[Start of THE DATA]

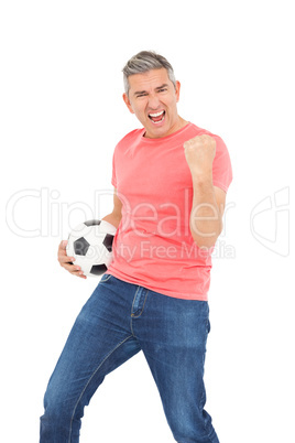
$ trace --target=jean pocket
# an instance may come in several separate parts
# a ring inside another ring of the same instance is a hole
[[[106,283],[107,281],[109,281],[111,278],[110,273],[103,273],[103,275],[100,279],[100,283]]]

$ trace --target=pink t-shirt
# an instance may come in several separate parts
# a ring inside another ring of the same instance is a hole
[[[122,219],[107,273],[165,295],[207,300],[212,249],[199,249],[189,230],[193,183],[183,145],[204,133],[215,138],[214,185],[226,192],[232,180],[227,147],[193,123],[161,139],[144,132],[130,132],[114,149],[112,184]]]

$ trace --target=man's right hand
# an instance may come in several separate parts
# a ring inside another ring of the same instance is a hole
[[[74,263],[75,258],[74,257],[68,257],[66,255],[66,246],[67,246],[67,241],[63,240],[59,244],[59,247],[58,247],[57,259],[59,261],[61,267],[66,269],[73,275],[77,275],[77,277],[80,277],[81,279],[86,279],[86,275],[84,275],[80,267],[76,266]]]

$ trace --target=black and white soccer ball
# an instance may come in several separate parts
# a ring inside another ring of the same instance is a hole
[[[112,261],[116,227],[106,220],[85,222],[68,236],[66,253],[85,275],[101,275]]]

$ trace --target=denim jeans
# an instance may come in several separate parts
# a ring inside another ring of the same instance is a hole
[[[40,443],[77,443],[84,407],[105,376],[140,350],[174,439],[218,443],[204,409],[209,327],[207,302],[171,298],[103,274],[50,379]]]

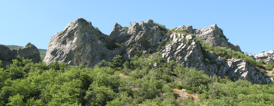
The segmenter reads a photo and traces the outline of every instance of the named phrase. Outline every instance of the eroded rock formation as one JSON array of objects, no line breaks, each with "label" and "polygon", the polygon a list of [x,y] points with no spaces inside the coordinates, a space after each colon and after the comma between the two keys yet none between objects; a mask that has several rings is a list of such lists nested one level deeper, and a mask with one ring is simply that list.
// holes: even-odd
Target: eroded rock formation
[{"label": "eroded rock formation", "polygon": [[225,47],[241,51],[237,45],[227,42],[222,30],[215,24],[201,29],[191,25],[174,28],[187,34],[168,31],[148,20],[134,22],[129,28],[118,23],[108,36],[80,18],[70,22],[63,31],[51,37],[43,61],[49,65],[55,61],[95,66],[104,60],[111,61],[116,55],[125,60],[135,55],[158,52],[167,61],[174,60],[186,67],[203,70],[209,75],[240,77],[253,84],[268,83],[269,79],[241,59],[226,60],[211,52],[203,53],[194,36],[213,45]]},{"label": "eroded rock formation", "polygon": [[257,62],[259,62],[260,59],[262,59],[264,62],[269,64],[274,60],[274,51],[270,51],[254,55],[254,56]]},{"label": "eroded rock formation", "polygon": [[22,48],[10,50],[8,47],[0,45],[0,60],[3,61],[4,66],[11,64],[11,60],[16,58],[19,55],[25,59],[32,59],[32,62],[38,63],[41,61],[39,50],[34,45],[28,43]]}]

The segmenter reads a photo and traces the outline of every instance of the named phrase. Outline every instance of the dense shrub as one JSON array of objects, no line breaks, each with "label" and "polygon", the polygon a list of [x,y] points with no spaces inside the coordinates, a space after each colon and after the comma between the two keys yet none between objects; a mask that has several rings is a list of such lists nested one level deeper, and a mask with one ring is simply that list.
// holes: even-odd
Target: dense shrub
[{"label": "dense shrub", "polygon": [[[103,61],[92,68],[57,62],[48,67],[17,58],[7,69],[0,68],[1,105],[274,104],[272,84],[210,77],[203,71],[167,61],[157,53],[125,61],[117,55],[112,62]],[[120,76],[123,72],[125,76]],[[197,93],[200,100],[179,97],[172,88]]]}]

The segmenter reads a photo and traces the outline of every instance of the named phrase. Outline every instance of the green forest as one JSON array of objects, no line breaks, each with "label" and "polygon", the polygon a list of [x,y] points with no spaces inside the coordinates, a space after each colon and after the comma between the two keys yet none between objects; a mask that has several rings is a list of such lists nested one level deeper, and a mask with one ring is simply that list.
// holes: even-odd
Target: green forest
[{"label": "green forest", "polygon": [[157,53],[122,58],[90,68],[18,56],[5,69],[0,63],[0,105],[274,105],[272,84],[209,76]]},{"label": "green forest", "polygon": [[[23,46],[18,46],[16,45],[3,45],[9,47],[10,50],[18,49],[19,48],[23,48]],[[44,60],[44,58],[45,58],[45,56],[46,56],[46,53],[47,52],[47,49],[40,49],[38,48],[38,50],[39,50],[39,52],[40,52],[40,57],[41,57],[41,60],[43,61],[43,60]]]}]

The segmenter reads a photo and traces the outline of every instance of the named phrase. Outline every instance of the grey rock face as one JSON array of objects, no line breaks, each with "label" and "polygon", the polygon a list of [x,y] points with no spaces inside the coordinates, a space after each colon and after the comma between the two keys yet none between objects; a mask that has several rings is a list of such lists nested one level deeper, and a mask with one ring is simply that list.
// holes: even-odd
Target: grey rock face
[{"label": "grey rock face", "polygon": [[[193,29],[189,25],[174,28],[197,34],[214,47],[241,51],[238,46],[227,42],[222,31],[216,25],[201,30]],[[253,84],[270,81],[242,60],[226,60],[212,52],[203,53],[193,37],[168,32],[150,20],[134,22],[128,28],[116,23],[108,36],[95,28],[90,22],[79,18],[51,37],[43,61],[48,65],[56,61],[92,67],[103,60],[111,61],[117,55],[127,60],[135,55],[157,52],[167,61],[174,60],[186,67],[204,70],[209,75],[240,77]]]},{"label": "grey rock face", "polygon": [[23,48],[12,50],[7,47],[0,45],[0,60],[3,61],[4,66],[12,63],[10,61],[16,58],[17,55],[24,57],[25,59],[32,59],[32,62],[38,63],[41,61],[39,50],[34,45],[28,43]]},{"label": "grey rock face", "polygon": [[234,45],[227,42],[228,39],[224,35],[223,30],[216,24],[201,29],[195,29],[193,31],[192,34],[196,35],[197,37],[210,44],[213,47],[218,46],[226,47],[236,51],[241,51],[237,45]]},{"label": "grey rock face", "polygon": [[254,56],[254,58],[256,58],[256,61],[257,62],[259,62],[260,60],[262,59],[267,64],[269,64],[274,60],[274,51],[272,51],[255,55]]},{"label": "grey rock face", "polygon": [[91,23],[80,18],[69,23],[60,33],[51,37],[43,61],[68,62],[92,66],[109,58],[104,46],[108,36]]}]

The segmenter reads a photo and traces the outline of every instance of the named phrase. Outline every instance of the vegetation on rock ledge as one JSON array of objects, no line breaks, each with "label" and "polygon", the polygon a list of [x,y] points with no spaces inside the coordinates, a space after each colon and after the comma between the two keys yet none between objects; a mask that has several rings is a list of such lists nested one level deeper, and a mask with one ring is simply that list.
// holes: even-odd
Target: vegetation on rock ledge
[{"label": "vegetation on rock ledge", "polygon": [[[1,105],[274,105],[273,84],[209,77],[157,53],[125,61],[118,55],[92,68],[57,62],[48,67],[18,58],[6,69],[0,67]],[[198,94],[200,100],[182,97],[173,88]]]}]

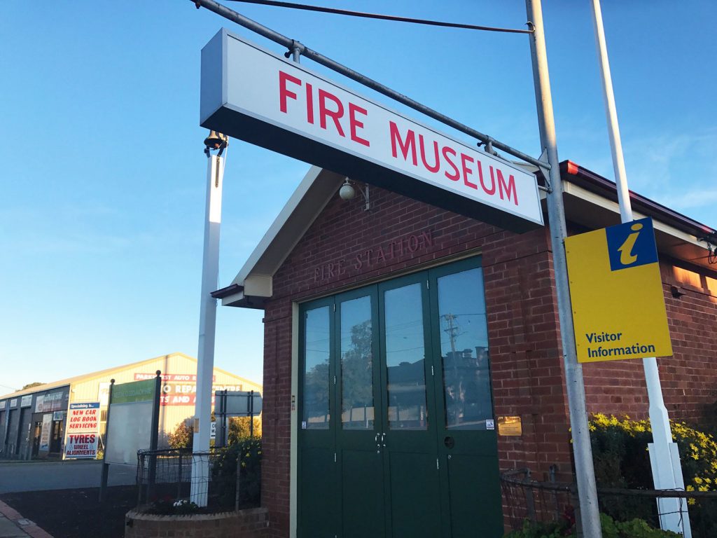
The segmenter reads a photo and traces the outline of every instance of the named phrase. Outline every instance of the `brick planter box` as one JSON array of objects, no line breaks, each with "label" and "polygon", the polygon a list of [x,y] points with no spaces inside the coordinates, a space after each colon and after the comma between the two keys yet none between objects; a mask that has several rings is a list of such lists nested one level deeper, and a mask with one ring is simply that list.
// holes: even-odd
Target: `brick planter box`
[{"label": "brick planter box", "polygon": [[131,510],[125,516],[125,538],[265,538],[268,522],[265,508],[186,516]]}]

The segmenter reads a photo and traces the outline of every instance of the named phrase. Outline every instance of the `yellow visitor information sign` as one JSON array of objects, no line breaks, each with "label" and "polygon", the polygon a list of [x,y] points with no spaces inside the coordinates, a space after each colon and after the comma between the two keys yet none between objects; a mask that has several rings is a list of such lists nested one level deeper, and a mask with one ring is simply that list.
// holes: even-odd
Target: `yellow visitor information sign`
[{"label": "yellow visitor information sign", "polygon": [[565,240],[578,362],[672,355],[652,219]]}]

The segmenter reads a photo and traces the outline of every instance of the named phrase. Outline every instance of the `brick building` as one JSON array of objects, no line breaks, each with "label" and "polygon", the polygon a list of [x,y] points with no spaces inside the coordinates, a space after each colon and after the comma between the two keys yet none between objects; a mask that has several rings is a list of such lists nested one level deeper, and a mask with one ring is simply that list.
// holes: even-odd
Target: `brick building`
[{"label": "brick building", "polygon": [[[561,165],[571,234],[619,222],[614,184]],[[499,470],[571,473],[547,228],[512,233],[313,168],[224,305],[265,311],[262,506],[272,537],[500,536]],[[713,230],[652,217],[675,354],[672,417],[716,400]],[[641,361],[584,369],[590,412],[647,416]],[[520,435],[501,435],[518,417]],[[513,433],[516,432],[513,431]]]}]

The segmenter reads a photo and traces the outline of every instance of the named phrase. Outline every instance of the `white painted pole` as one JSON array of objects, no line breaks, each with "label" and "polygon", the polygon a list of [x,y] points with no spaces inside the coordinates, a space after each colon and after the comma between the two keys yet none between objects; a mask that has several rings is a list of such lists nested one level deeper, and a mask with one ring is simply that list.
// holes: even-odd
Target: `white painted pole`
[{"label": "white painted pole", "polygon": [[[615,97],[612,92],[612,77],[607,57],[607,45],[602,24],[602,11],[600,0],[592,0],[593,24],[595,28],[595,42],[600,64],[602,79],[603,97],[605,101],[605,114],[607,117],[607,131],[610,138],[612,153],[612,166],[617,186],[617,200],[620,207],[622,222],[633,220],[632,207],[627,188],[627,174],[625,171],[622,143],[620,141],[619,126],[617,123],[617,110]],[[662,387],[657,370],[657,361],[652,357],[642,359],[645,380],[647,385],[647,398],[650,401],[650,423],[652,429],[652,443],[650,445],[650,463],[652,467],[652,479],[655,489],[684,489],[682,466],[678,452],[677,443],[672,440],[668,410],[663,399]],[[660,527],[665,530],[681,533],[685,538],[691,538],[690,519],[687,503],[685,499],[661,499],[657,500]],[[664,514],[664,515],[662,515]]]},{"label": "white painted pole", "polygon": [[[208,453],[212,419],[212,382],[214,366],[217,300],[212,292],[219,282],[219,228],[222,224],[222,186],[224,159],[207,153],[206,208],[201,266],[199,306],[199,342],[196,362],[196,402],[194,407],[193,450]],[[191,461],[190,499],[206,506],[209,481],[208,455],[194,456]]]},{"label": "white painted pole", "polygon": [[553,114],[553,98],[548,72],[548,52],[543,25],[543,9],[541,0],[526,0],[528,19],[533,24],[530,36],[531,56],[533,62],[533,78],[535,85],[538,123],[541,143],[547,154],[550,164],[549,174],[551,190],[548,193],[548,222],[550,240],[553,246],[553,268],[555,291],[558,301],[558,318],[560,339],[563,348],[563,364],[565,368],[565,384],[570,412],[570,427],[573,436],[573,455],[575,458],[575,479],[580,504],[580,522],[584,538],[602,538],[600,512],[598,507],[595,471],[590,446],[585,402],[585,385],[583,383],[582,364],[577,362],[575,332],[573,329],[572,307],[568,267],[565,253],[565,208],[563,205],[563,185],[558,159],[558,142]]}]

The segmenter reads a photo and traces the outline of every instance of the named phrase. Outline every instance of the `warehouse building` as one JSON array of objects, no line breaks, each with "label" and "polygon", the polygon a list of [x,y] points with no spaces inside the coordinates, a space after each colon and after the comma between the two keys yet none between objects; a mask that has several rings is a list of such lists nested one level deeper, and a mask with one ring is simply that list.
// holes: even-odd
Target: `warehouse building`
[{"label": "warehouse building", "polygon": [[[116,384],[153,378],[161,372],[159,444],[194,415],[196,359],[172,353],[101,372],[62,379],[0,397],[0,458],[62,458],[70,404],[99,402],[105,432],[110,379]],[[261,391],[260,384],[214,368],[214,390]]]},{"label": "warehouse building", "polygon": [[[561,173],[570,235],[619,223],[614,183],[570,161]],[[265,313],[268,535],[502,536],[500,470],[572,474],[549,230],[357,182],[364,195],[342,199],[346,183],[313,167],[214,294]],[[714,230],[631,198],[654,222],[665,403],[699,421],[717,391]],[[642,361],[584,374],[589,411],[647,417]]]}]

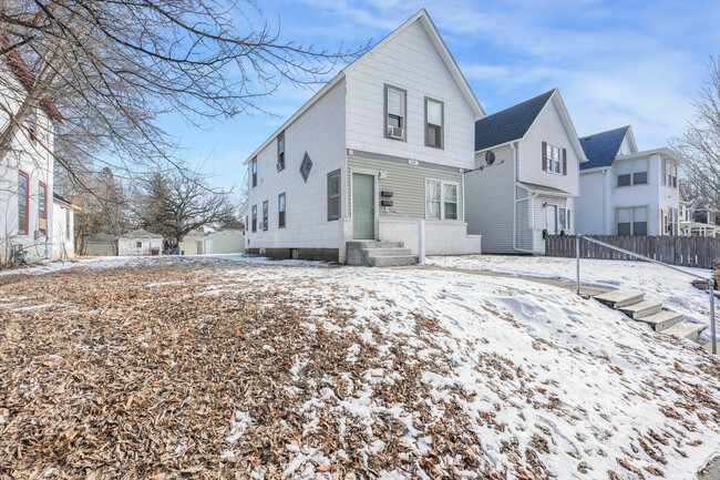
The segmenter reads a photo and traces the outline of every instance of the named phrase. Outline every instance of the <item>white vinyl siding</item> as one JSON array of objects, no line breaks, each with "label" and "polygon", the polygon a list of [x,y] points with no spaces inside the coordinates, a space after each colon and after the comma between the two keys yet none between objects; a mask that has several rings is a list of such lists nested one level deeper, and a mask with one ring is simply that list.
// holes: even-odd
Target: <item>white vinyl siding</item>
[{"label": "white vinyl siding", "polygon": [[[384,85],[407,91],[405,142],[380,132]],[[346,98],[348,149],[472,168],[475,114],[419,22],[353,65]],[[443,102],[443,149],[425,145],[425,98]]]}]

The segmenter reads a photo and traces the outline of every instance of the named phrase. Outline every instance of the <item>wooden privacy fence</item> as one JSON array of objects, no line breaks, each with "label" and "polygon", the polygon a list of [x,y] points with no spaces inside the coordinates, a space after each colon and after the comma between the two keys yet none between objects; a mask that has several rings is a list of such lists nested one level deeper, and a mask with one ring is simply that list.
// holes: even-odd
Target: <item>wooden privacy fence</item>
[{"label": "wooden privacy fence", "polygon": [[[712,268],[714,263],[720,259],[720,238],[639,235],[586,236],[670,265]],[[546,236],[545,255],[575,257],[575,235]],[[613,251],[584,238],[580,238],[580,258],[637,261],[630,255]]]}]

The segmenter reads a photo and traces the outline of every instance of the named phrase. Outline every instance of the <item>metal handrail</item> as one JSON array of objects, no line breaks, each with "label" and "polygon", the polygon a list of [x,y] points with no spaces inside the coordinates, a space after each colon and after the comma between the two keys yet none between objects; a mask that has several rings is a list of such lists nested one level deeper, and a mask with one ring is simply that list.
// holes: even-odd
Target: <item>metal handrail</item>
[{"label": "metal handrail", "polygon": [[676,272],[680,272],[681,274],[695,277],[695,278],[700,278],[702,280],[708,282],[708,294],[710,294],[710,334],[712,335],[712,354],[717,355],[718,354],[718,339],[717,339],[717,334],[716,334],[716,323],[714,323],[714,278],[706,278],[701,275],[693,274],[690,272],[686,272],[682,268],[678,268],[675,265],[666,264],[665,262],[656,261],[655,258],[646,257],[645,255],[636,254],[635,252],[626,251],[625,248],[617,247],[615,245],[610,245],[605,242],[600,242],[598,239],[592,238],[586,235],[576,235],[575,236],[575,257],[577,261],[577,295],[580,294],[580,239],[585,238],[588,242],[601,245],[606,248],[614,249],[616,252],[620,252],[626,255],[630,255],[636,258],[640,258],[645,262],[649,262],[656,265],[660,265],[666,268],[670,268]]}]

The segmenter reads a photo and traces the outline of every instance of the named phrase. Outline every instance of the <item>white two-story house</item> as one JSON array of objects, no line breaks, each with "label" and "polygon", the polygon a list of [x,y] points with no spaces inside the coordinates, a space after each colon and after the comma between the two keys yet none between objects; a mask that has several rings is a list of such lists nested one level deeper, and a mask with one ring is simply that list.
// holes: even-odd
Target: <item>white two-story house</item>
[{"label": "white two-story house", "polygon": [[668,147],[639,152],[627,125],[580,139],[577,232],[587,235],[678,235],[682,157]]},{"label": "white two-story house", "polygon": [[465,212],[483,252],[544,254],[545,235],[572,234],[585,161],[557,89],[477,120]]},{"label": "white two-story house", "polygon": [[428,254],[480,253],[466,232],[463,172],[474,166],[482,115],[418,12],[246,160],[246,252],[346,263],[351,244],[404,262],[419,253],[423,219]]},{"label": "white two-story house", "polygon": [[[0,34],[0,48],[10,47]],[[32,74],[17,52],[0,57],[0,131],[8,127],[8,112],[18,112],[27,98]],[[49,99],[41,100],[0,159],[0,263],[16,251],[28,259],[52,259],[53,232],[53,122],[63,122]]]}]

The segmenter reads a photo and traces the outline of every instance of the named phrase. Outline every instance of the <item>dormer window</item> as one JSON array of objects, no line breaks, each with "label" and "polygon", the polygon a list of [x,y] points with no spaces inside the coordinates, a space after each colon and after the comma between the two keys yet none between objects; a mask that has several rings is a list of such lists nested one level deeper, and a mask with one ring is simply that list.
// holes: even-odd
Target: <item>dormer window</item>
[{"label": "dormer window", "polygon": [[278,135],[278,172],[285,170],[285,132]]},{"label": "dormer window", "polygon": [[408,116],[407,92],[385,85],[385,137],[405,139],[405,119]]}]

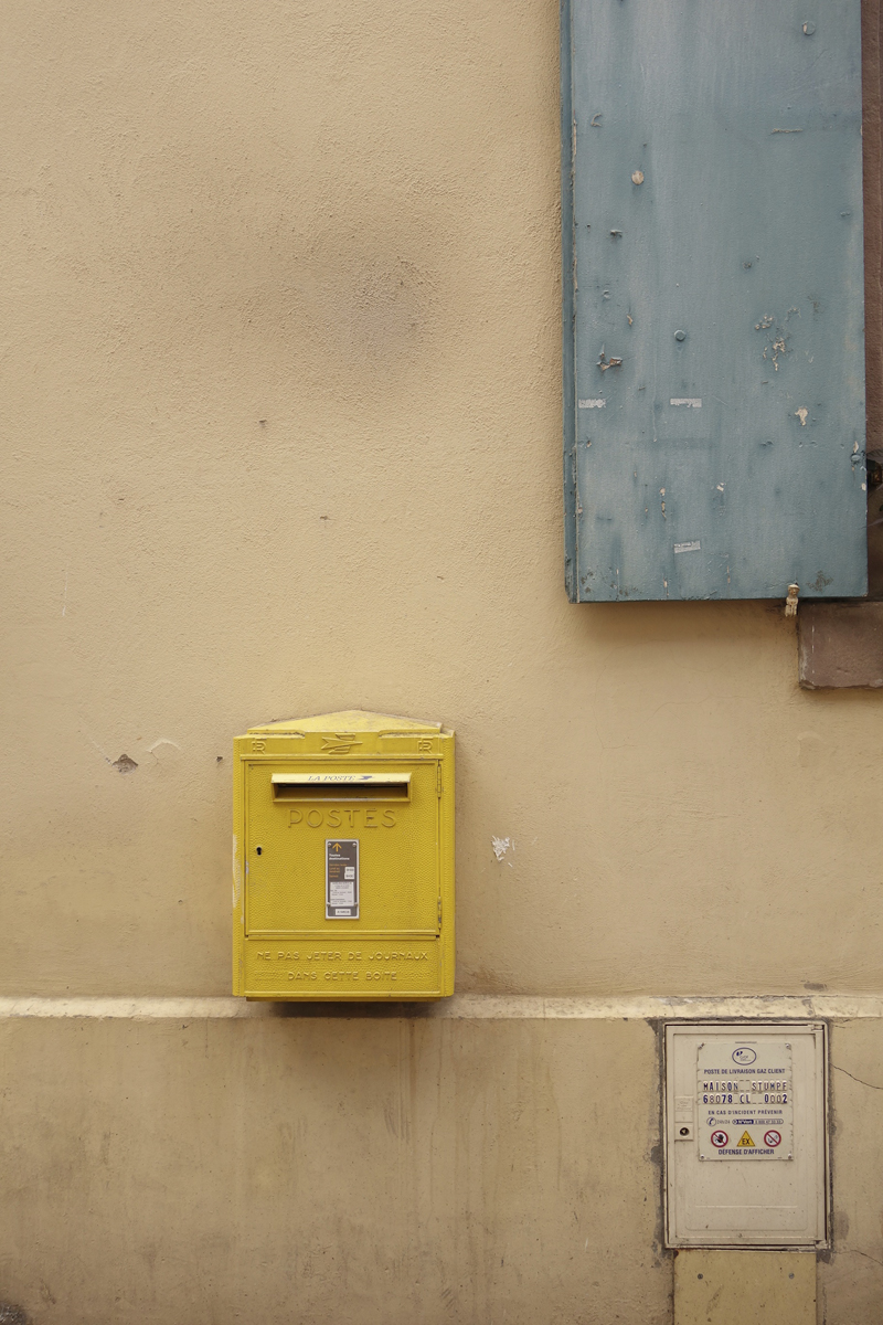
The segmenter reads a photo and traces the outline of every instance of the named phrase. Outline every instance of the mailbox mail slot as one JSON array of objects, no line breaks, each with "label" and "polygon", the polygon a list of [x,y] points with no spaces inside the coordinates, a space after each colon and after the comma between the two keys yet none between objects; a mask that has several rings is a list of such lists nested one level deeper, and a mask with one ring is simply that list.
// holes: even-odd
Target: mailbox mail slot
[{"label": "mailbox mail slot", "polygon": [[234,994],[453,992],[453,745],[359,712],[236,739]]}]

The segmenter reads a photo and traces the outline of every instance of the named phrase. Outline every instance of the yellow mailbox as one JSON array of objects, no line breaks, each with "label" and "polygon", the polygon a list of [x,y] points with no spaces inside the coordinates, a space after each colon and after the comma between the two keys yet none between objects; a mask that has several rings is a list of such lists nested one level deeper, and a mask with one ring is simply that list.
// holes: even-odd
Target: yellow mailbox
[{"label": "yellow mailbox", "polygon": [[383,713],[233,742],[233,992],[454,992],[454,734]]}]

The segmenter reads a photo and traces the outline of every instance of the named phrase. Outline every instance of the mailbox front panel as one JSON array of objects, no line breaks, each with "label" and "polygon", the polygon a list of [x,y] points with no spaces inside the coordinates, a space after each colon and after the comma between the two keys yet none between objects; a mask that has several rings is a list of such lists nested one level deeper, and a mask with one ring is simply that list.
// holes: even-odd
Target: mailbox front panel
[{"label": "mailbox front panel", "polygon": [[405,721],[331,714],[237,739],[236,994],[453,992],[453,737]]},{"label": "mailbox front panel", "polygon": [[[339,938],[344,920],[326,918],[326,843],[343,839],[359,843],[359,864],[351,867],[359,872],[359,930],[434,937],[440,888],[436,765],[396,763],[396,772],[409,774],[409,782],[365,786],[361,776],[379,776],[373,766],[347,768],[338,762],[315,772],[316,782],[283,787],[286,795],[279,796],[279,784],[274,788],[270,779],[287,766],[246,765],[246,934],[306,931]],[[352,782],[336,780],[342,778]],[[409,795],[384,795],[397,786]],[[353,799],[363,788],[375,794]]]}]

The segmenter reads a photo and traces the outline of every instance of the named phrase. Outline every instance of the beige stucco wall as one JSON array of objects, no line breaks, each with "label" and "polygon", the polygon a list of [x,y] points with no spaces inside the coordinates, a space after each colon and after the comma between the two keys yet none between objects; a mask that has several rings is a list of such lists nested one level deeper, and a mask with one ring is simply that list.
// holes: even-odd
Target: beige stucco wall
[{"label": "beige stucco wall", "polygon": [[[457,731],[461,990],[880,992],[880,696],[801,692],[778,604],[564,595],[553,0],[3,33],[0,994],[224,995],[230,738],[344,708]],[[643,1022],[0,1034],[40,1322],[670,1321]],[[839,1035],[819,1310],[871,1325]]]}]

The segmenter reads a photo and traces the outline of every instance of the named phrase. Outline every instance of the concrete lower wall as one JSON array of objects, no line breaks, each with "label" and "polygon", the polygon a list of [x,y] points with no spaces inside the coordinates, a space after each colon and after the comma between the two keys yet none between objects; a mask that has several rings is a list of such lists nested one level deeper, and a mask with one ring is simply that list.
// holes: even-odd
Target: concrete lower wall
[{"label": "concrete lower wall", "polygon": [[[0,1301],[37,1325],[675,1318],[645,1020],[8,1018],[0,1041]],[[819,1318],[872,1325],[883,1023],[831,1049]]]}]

[End of THE DATA]

§ SET TASK
Switch "segmenter" to "tool" in everything from the line containing "of the concrete" down through the end of the data, and write those lines out again with nothing else changed.

§ EXERCISE ANSWER
The tool reads a photo and traces the outline of every instance of the named phrase. Outline every instance of the concrete lower wall as one JSON array of objects, no line breaks, each with "label" and "polygon", the polygon a list of [x,y] points with no spaces inside the coordinates, a space after each colon and after the comma between the two keys yet none between objects; a mask that has several rings is a list of such lists nested one level deeper, and a mask with one ring is simply that list.
// holes: even-odd
Target: concrete lower wall
[{"label": "concrete lower wall", "polygon": [[[0,1301],[37,1325],[675,1318],[645,1020],[8,1018],[0,1041]],[[819,1318],[872,1325],[883,1023],[831,1049]]]}]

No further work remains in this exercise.